THE TASK: Could you repeat the records word for word, from their start through the line holding "x=47, y=263", inclusive, and leave the pictures out?

GIVEN DATA:
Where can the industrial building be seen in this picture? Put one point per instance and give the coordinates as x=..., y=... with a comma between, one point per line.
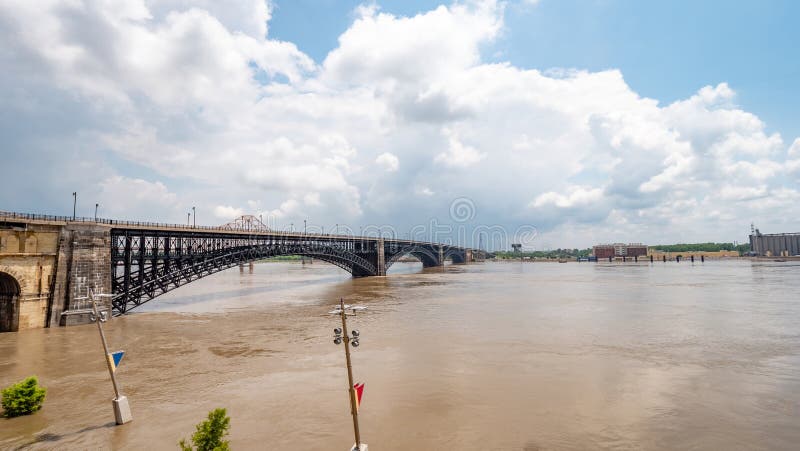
x=775, y=244
x=619, y=250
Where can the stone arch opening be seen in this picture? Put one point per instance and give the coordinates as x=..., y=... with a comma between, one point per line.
x=9, y=303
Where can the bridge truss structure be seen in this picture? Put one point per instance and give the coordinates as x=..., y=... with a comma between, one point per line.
x=147, y=262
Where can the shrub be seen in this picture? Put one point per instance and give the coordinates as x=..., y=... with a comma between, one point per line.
x=209, y=433
x=23, y=398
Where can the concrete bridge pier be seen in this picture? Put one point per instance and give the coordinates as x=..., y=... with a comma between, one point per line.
x=380, y=264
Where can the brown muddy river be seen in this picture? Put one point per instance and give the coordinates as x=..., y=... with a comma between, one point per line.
x=494, y=356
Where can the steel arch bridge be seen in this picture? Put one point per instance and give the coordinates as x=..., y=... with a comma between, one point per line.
x=148, y=261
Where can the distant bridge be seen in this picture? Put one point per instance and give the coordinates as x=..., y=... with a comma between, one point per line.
x=47, y=263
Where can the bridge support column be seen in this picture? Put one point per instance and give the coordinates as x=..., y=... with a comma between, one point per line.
x=84, y=261
x=381, y=263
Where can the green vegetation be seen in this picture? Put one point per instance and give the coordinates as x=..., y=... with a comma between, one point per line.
x=557, y=253
x=210, y=433
x=682, y=247
x=23, y=398
x=702, y=247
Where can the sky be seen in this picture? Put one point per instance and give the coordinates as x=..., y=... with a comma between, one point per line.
x=555, y=123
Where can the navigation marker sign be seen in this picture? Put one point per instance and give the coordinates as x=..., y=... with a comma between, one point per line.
x=114, y=358
x=359, y=392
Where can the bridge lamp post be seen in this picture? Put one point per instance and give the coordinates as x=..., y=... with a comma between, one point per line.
x=339, y=336
x=122, y=410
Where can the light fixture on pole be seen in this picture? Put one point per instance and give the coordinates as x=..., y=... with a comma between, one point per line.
x=122, y=410
x=355, y=390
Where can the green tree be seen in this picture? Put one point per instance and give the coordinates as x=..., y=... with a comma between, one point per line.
x=210, y=433
x=23, y=398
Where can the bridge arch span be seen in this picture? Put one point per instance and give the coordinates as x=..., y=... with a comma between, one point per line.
x=157, y=275
x=422, y=253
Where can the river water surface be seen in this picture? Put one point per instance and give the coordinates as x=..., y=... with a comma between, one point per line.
x=493, y=356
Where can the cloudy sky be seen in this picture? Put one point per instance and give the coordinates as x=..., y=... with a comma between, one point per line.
x=590, y=121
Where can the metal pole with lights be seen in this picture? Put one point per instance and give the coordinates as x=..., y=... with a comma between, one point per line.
x=339, y=336
x=122, y=410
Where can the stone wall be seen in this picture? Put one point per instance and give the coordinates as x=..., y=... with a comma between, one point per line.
x=84, y=263
x=28, y=254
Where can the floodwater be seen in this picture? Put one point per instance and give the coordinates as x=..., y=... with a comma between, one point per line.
x=493, y=356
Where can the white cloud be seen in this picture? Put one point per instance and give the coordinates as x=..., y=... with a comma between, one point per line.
x=227, y=213
x=389, y=162
x=196, y=95
x=458, y=154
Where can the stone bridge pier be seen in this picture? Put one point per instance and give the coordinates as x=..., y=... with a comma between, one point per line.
x=45, y=268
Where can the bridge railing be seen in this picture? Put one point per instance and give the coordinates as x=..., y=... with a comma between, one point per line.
x=70, y=219
x=10, y=215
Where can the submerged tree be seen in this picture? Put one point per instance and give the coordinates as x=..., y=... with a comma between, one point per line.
x=210, y=433
x=23, y=398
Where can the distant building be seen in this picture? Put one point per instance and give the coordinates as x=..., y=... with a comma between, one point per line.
x=659, y=255
x=619, y=250
x=775, y=244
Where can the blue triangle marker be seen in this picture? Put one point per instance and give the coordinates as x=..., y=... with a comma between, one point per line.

THE COMPLETED TASK:
Where can the industrial building be seen in this picture? Put one point per instance and give the coordinates as x=..., y=... with a comma between, one point per line.
x=775, y=244
x=619, y=250
Where can the stone arch opening be seen in this picture? Put one point per instance and give the coordinates as x=..., y=... with a comma between, one point per line.
x=9, y=303
Where can the bridge truss structure be seen in this picture? Put one point per instance and give the coordinates as x=..., y=... with a comma between, one point per line.
x=147, y=262
Where can the shrub be seen in this picture? Put one point per instance and give the coordinates as x=..., y=... with a comma between, one point per line.
x=209, y=433
x=23, y=398
Where can the concrete bridge pier be seen in this picture? Put one point per instance and give the coordinates as x=..., y=... with a comma between, one point per line.
x=380, y=264
Where can the brown muddy river be seen in this picture? Put one point per instance and give the coordinates as x=..., y=... with a comma between, one point per line.
x=494, y=356
Where can the steel arch bridge be seen in this picture? Put one point per instance and give the coordinates as x=..., y=... with a comma between, one point per line.
x=148, y=261
Where can the distant bridge be seen in this picture? Put one point per instance and give the coordinates as x=..., y=... with a comma between, one point per line.
x=47, y=263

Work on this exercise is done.